> **TEXT SECTION**:
On one hand, the Giants are saying all the right things about Daniel Jones being their long-term answer at quarterback. On the other hand, they’ve yet to take the one specific action that would give their words true credibility.
They’ve yet to pick up the fifth-year option on Jones’s rookie contract.
“That’s not a decision we’ve made as of yet,” Giants co-owner John Mara said Sunday, via Dan Duggan of TheAthletic.com. “That’s a discussion we’ll be having over the next month or so.”
As new G.M. Joe Schoen explained during a visit to PFT Live at the Scouting Combine, the Giants plan to take advantage of their opportunity to learn more about Jones before making the decision.
“The advantage that we have is that with [Brian] Daboll being a new head coach, the players will be in the building on April 4th,” Schoen said on March 2. “We’ll get to have a chance to have a minicamp the week before the draft. Again, we’re going to take our time with the process. We’re going to be around Daniel. We’re going to get the chance to see him throw and work with the guys that we have. We don’t have to have a decision until May 2nd. We’re going to be patient with that decision.”
It makes sense. But it’s also hard to reconcile their hesitation with the repeated glowing remarks, including Sunday’s proclamation from Mara that the Giants believe they have a keeper in Jones.
The Giants have several options for proceeding. If they exercise the option, he’ll be under contract for 2023 at a fully-guaranteed salary of $23.384 million. If they wait -- and if they change their mind about Jones -- they’ll be able to walk away after 2022, with no further obligation. If they wait and then realize Jones is the guy, they’ll have to use the franchise tag (which will be in excess of $30 million next year) to keep him around for 2023.
They also could try to sign him to a long-term deal now, one that doesn’t have the franchise tag as a starting point. The problem then becomes picking the right spot on an ever-widening array of quarterback salaries. If the Giants have one range in mind and Jones’s representatives have another, it could be very difficult to pinpoint the right number.
Jones also could be willing to wait. To see how it plays out. To bet on himself.
The problem with betting on yourself is that sometimes the bet pays off; sometimes it doesn’t. Complicating matters (or not) would be New York’s bottom-line offer. The higher it is, the riskier Jones’s self-wager becomes.
From the team’s perspective, the fact that the fifth-year option is now fully-guaranteed when exercised (and not just guaranteed for injury, like it used to be) makes it a tougher call. Entering the 2020 season, the Bears opted not to exercise the fifth-year option on Mitch Trubisky. They bet paid off, in a way. They would have regretted exercising the option, and they never faced the regret of not controlling his rights for 2021.

> **BRIEF 1**: Copy the Giants quarterback text from "As new G.M." up to and including "making the decision.", swapping "Scouting Combine" for "NFL Combine".
> **BRIEF 2**: In the Giants quarterback text, by what date does Schoen say the team must decide on Jones's fifth-year option?
The records are separate material, unconnected to the Giants quarterback text.

> **PROVIDED MATERIAL**:
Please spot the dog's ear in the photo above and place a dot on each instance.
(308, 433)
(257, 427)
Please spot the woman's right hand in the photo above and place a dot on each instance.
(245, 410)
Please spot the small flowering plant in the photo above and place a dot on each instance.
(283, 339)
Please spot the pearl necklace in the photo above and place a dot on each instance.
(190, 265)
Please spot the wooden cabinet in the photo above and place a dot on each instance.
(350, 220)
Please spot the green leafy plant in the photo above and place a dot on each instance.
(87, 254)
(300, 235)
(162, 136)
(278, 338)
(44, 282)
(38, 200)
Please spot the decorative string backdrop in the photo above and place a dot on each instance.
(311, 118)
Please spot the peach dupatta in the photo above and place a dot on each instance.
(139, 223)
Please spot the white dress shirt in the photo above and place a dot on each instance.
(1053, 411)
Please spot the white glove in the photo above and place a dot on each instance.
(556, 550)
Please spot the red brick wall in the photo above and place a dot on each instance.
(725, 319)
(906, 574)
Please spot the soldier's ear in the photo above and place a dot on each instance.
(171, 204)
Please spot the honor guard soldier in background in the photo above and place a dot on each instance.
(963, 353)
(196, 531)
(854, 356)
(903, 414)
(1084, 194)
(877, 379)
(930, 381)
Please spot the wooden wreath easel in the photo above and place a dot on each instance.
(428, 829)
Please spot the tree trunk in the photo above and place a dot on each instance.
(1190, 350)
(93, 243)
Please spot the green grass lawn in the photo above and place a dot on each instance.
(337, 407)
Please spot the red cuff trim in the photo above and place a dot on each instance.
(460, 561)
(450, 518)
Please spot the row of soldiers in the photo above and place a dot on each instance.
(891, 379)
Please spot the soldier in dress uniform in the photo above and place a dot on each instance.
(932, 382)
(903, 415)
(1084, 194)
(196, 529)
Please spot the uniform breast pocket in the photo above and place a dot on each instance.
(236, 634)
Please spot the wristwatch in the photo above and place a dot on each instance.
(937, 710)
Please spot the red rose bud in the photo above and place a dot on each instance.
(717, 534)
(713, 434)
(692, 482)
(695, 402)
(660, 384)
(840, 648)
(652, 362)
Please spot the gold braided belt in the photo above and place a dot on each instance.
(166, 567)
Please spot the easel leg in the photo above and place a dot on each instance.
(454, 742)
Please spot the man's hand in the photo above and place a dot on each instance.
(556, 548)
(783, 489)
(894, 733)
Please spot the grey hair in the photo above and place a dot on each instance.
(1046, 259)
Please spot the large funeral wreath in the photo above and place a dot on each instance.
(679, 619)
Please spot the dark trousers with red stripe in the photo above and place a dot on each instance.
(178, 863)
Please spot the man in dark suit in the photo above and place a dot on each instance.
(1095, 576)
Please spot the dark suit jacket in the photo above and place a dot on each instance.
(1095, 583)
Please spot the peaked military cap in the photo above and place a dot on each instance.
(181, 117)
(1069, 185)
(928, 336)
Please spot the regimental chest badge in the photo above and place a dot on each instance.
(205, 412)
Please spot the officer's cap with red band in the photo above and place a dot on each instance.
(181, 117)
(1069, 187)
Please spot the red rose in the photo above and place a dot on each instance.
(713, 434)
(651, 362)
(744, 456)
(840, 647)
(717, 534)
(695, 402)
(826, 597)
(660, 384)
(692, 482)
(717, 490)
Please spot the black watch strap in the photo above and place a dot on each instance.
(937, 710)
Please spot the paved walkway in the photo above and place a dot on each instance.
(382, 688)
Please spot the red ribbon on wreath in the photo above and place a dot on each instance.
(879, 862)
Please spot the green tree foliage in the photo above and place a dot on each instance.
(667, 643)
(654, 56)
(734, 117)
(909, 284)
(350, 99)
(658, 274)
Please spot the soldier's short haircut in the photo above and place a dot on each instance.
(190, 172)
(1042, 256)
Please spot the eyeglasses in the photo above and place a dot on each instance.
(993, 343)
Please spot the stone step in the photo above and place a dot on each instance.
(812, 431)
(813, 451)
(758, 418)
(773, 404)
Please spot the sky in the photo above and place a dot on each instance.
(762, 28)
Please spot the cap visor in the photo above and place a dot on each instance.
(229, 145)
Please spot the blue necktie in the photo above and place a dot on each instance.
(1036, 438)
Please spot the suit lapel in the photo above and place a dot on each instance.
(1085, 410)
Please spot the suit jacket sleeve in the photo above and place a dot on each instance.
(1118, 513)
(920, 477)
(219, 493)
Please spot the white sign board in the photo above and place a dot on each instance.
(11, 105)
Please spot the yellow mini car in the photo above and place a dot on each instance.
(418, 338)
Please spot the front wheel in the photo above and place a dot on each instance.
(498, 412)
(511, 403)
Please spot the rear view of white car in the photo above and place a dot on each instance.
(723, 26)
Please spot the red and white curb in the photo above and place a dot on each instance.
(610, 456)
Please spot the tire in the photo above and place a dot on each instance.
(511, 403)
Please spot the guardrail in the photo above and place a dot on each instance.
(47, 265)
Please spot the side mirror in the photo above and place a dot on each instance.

> **TASK ANSWER 1**:
As new G.M. Joe Schoen explained during a visit to PFT Live at the NFL Combine, the Giants plan to take advantage of their opportunity to learn more about Jones before making the decision.

> **TASK ANSWER 2**: May 2nd.